Cumhur İttifakı’nın, Kürt meşru yasal siyasetine yönelik izlediği politikanın açmazları derinleşiyor. Kürt siyasetinin varlığını kabul etmek istiyor edemiyor, yok saymak istiyor sayamıyor. İki derede bir arada kalma açmazı. Bu açmazı derinleştirecek yeni gelişme, Aydınlık Gazetesi’nin “HDP kapatılsın” çağrısı ile haftalardır TV ekranlarında tek kale maç misali “HDP Türk siyasetini zehirliyor kapatılsın” kampanyasının Cumhur İttifakı’nın bilgisi dahilinde sürdürülüyor olmasıdır. Oldu olacak “Kürdün seçme ve seçilme hakkı yok” deyin!
Açmaz esas rejimin açmazıdır. Kürtler “dağda silah taşıyacaklarına düz ovada siyaset yapsınlar” çağrısının yapıldığı süreçte bile, düz ovada siyaset yapan Kürdün önünü kesmek için % 10’luk seçim barajı ısrarla sürdürüldü. Fakat Kürtlerin baraj engelini söküp atmaları ve merkezi siyasette de kilit haline gelmeleri; bu kez adrese teslim misali vekil dokunulmazlıkların kaldırılması, sonu gelmeyen keyfi baskı ve tutuklamalar, belediyelere kayyım atamalarıyla önünü kesme adımları aralıksız gelmeye başladı. Ancak Kürt siyasetini “durdurmak için her yol mubah” siyasetiyle de Cumhur İttifakı hedefine varamayınca yeni arayışlar başladı.

Veri kesiti |
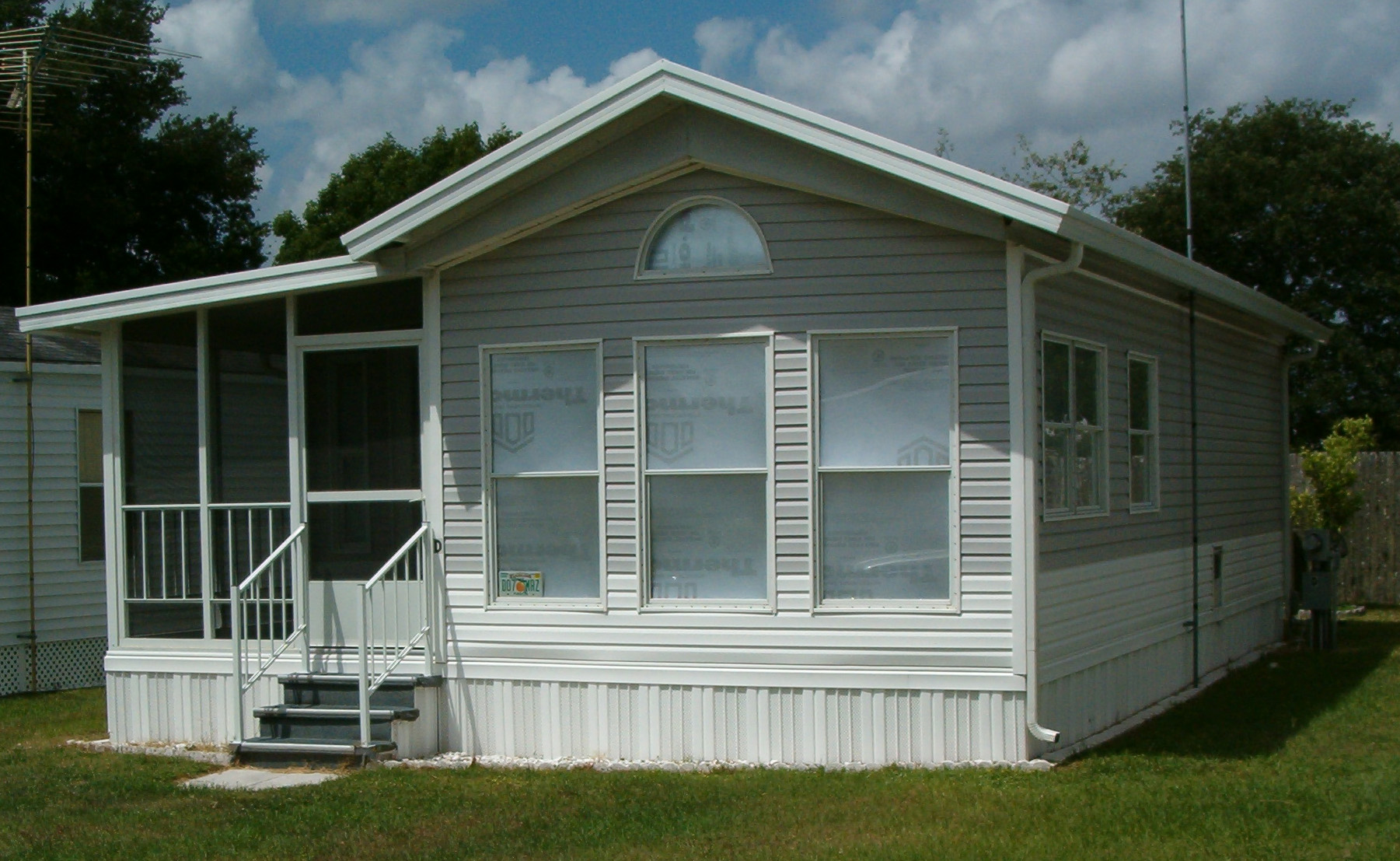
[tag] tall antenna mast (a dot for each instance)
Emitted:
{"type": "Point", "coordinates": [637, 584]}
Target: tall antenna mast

Görev yönergesi |
Cumhur İttifakı'nın Kürt siyasetine yönelik politikasını ele alan yukarıdaki metni baştan sona, hiçbir değişiklik yapmadan eksiksiz olarak geri verin.

Tamamlanan görev |
Cumhur İttifakı’nın, Kürt meşru yasal siyasetine yönelik izlediği politikanın açmazları derinleşiyor. Kürt siyasetinin varlığını kabul etmek istiyor edemiyor, yok saymak istiyor sayamıyor. İki derede bir arada kalma açmazı. Bu açmazı derinleştirecek yeni gelişme, Aydınlık Gazetesi’nin “HDP kapatılsın” çağrısı ile haftalardır TV ekranlarında tek kale maç misali “HDP Türk siyasetini zehirliyor kapatılsın” kampanyasının Cumhur İttifakı’nın bilgisi dahilinde sürdürülüyor olmasıdır. Oldu olacak “Kürdün seçme ve seçilme hakkı yok” deyin!
Açmaz esas rejimin açmazıdır. Kürtler “dağda silah taşıyacaklarına düz ovada siyaset yapsınlar” çağrısının yapıldığı süreçte bile, düz ovada siyaset yapan Kürdün önünü kesmek için % 10’luk seçim barajı ısrarla sürdürüldü. Fakat Kürtlerin baraj engelini söküp atmaları ve merkezi siyasette de kilit haline gelmeleri; bu kez adrese teslim misali vekil dokunulmazlıkların kaldırılması, sonu gelmeyen keyfi baskı ve tutuklamalar, belediyelere kayyım atamalarıyla önünü kesme adımları aralıksız gelmeye başladı. Ancak Kürt siyasetini “durdurmak için her yol mubah” siyasetiyle de Cumhur İttifakı hedefine varamayınca yeni arayışlar başladı.